----- EXTRAIT FOURNI
Conception de l’action civile centrée sur la victime d’infraction

Conception de l’action civile centrée sur la victime d’infraction

Section 2

Une conception de l’action civile centrée sur la victime d’infraction

345. Il peut paraître a priori logique que l’action civile soit conçue autour de la personne de la victime de l’infraction540. En effet, cette action est avant tout l’action en réparation du dommage découlant de l’infraction.

Or, la mesure de l’action en réparation est l’étendue du dommage subi par la victime et non la gravité de la faute de l’auteur. Contrairement à l’action publique, qui est centrée sur la culpabilité et la personnalité du délinquant, l’action civile s’intéresse au dommage et donc à la victime.

346. En outre, si l’on prend en considération l’aspect vindicatif de l’action civile, qui a été distingué de son aspect indemnitaire, cela nous mène encore à la victime. C’est la victime qui a vocation à disposer d’un droit de vengeance lorsque celui-ci est reconnu.

L’action civile s’oppose ici encore à l’action publique en ce que le fondement du droit de poursuivre est différent. Le droit à la vengeance de la victime, d’essence privée, s’oppose à la défense de l’intérêt général en vertu de laquelle le ministère public a le droit, et même le devoir, de poursuivre l’auteur de l’infraction.

Ce droit à la vengeance ne peut être reconnu qu’à la victime et s’il est considéré comme objet possible de l’action civile, alors cette action doit être abordée en considération du titulaire de la prérogative vindicative.

347. La jurisprudence et la doctrine s’accordent à reconnaître l’objet indemnitaire de l’action civile, ainsi que l’existence d’un droit de poursuite distinct du droit de réparation.La discussion concernant ce droit de poursuite porte sur l’inclusion ou l’exclusion de l’objet vindicatif de l’action civile541.

Dans la mesure où le droit à indemnisation et le droit de poursuite sont reconnus à la victime de l’infraction, il n’est pas surprenant que l’action civile soit classiquement examinée à l’aune de cette victime (§ 1), même si cette conception apparaît pourtant dépassée et inadaptée aujourd’hui (§ 2).

345 Crim. 9 février 1994, Bull. n° 59, RCA 1994 comm. 404 et chron. 38 par Ph. Conte (Où la Cour de cassation entérine une comédie judiciaire), RCA hors série déc. 1998, n° 41.
----------
----- ENTRÉES PRÉSENTÉES
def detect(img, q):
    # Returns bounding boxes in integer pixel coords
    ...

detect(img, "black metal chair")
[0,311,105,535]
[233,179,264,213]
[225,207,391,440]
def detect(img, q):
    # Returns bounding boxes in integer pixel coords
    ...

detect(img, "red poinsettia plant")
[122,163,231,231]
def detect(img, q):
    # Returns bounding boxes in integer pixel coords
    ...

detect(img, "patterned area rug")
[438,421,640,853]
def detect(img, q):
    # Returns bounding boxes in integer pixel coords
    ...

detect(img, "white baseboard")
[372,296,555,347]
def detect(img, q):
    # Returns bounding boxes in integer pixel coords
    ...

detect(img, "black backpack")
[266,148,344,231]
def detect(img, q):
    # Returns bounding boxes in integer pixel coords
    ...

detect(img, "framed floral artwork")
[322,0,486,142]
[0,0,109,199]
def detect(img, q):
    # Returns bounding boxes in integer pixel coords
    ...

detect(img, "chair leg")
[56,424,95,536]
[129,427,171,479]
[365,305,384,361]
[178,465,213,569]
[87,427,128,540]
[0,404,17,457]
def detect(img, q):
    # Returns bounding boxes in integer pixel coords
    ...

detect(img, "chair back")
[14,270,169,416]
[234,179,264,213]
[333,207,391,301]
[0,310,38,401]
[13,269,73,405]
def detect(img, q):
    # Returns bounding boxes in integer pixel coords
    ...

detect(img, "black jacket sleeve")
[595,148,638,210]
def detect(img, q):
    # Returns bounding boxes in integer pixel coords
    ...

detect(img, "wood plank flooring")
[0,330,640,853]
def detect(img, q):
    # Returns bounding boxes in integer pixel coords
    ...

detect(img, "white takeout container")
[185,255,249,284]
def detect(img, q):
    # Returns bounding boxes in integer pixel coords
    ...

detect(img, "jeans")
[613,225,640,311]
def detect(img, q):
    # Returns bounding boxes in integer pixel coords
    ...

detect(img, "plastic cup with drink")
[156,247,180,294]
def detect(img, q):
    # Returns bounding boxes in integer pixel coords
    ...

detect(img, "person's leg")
----------
> SÉRIE D'EXERCICES:
1. D'après l'extrait sur l'action civile, qu'est-ce qui constitue la mesure de l'action en réparation ?
2. Prolongez l'extrait consacré à l'action civile centrée sur la victime d'infraction à partir de son dernier passage.

> RÉSULTATS FINAUX:
1. L'étendue du dommage subi par la victime, et non la gravité de la faute de l'auteur.

2.
346 Ph. Conte : chron. préc.

347 Crim. 26 septembre 1996, Bull. n° 332, RGDA 1997 p. 276 note J. Beauchard, RCA 1997 comm. 8; Crim. 4 avril 2007, n° 06-81286; Crim. 27 juin 2007, n° 06-81397; Crim. 14 novembre 2007, n° 06-88538, Bull. n° 278, RCA 2008 comm. 9. Cf. également un rejet implicite du moyen : Crim. 15 mai 2007, n° 06-81254.

§1. Exposé de la conception : une action civile appréciée à l’aune de la victime

348. Les discussions autour de l’action civile exercée devant le juge répressif concernent pour l’essentiel la recevabilité de cette action devant ce juge.

Il s’agit en effet du problème qui a visiblement le plus préoccupé le législateur, la jurisprudence et la doctrine, lesquels ont tendance à envisager l’action civile selon sa recevabilité devant le juge pénal.

En témoignent les études consacrées à la nature de l’action civile, qui déterminent cette nature en fonction des contours de l’action civile telle qu’elle est déclarée recevable par les textes et la jurisprudence542.

348 J. Beauchard : note sous Crim. 26 septembre 1996, RGDA 1997 p. 278.

Or, la recevabilité de l’action civile est appréciée selon un critère conçu pour la victime (A.). La conséquence logique est que seule la victime pouvant remplir ce critère, les autres personnes ne peuvent en principe exercer l’action civile devant le juge répressif, sauf dérogation légale (B.).

A. L’appréciation de la recevabilité de l’action civile selon un critère conçu pour la victime

349. La compétence du juge répressif pour connaître de l’action civile étant exceptionnelle543, la recevabilité de cette action est admise de manière restrictive par la jurisprudence544. Cette recevabilité est traditionnellement appréciée en la personne du demandeur.

Or, que l’on considère l’objet indemnitaire ou l’objet vindicatif de l’action civile, le demandeur est la victime. C’est donc à travers la victime que va être appréciée la recevabilité de l’action civile, qu’elle soit exercée dans un but indemnitaire (1°) ou vindicatif (2°).

349 Crim. 22 janvier 2008, n° 07-82555, Dr. pén. avril 2008 comm. 58 note A. Maron, RCA mai 2008 comm. 181.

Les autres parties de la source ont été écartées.